Records for this task: Begin
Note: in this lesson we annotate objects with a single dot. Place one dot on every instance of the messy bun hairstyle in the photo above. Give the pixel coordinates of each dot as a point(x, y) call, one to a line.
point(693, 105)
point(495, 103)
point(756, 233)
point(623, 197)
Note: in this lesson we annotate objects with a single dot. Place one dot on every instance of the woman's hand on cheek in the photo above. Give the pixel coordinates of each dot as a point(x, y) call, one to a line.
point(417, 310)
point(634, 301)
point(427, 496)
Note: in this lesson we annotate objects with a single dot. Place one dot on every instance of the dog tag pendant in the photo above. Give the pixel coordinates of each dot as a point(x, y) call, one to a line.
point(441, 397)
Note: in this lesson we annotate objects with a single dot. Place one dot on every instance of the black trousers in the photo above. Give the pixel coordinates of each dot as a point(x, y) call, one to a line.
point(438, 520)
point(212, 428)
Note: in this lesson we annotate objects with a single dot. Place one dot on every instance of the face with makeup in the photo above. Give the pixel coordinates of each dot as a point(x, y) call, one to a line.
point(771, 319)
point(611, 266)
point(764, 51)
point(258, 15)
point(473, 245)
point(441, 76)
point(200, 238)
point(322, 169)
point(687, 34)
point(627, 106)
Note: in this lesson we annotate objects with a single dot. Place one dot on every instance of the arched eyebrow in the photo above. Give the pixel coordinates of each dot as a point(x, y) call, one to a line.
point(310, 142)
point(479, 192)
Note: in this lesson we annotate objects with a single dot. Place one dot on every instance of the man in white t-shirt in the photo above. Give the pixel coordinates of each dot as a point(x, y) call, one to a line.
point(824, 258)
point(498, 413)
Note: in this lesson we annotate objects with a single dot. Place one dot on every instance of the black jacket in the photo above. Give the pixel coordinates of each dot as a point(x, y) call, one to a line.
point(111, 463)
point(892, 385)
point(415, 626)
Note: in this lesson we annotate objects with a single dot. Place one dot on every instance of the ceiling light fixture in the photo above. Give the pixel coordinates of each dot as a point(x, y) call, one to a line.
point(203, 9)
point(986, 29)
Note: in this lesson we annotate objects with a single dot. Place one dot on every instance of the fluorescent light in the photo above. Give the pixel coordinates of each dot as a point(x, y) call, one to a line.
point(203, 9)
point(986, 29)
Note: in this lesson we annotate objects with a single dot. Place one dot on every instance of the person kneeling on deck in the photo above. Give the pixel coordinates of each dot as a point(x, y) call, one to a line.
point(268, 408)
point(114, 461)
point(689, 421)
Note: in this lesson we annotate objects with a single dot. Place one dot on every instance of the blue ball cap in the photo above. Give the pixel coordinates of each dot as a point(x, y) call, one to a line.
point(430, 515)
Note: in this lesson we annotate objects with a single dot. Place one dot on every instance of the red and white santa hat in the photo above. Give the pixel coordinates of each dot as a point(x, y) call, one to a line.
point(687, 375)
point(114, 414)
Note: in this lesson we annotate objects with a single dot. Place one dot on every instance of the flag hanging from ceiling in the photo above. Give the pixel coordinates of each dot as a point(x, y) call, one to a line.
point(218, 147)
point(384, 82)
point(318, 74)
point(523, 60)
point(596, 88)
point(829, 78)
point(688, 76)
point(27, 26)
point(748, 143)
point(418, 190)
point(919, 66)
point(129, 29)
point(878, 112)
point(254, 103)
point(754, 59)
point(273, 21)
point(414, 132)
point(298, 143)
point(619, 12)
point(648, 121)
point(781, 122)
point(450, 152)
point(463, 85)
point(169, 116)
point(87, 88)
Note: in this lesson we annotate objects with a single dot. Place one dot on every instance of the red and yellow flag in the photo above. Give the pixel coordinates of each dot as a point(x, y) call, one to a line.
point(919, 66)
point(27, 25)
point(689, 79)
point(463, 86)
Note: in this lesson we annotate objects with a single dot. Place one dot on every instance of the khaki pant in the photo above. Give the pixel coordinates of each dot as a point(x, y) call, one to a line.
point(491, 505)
Records for this task: End
Instructions to follow ▸
Exact retyping of every entry is required.

Task answer ▸
Note: in this lesson we annotate objects with a single dot. Place one dot on every instance of the messy bun hairstyle in the photo above. Give the pixel coordinates of each dot as a point(x, y) call, one to a line.
point(693, 105)
point(495, 103)
point(756, 233)
point(623, 197)
Note: in this lesson we annotate objects with a single dot. Place one dot on every instance of the woman's hand on cheek in the photo above. Give the pixel coordinates of each dot as a point(x, y) call, one to a line.
point(417, 310)
point(634, 301)
point(427, 496)
Note: in this lesson we annotate objects with a single dot. Place one dot on every instance of the dog tag pendant in the photo above. Give the pixel coordinates of each dot as a point(x, y) call, one to a line.
point(441, 397)
Note: in this lesson we annotate objects with a single dot. Place one dot on every instance of the black trousers in the photo above. Give the pixel coordinates of each dot as a point(x, y) call, one to a line.
point(438, 520)
point(212, 428)
Note: in this lesson we annotate objects with a single dot. Place one dot on every instance of the face with makeup in the photo above. Give the pixel coordinates of each dot as a point(x, y) call, one to a line.
point(771, 319)
point(611, 266)
point(764, 51)
point(258, 15)
point(473, 245)
point(441, 76)
point(200, 238)
point(322, 169)
point(687, 34)
point(627, 106)
Note: in this lesson we annotate objects with a single dot. Place one dot on every instance of the arched eyebrow in the photo above. Give the pixel coordinates of each dot as a point(x, y) call, one to a line.
point(310, 142)
point(479, 192)
Note: in this lesson we annotate objects with a single dot. Place one dot on every instance of the man in white t-shirt in the photo above. Give the pixel coordinates of each dot as a point(x, y) call, one to a line.
point(824, 258)
point(498, 413)
Note: in this lesson we annotate objects with a single dot. Place one dot on every instance of the black jacket in the photo above. Give the pixel coordinates of each dot as a point(x, y) call, one to a line.
point(111, 463)
point(892, 385)
point(415, 626)
Note: in this lesson we annotate objects with a single dot. Place one dot on every instance of the ceiling light fixture in the photo above. Give the pixel coordinates of each dot as a point(x, y) call, one to a line.
point(203, 9)
point(986, 29)
Note: in this lesson we annotate objects with a single dot. Place one dot on every instance of the fluorescent light in the photo above. Give the pixel coordinates of each dot as a point(x, y) call, one to a line.
point(203, 9)
point(986, 29)
Note: in this lesson we annotate objects with a single dot. Place one dot on every instance of the person kneeling on deck in the photo above. Give the pixel coordinates of each dot as a point(x, y) call, one to a line.
point(268, 408)
point(114, 461)
point(689, 421)
Note: in this lesson we annotate objects with a single dot. Place one dot on every instance of the blue ball cap in the photo above. Give the pixel coordinates of each dot as a point(x, y) call, one to a line.
point(430, 515)
Note: in this lesson we annotate objects with a single dot. Place one dot on every instance of the red and white santa hat in the photo above. Give the pixel coordinates of each dot as a point(x, y) call, one to a line.
point(687, 375)
point(114, 414)
Note: in this lesson we annotate objects with a single dot. Place one dot on every instance of the flag hanging from ceiling in the photo above. Give the pixel coordinates of each dot as a point(x, y) call, one to a line.
point(218, 147)
point(384, 82)
point(318, 74)
point(523, 60)
point(596, 88)
point(829, 78)
point(688, 76)
point(27, 26)
point(748, 143)
point(418, 190)
point(919, 66)
point(129, 29)
point(878, 112)
point(254, 103)
point(754, 59)
point(273, 21)
point(414, 132)
point(298, 143)
point(619, 12)
point(648, 121)
point(781, 122)
point(450, 152)
point(463, 85)
point(169, 116)
point(87, 88)
Note: in this lesson we annotate objects with a single dot. Place one dot on every instance of the red and yellow flag in the photo above. Give the pixel coordinates of each dot as a point(x, y) call, one to a line.
point(919, 66)
point(27, 25)
point(689, 79)
point(463, 86)
Note: in this lesson we annotate objects with a single dot. Place one dot on every instance of the khaki pant in the photo above. Give the pixel coordinates of each dot as a point(x, y) call, one to a line.
point(491, 505)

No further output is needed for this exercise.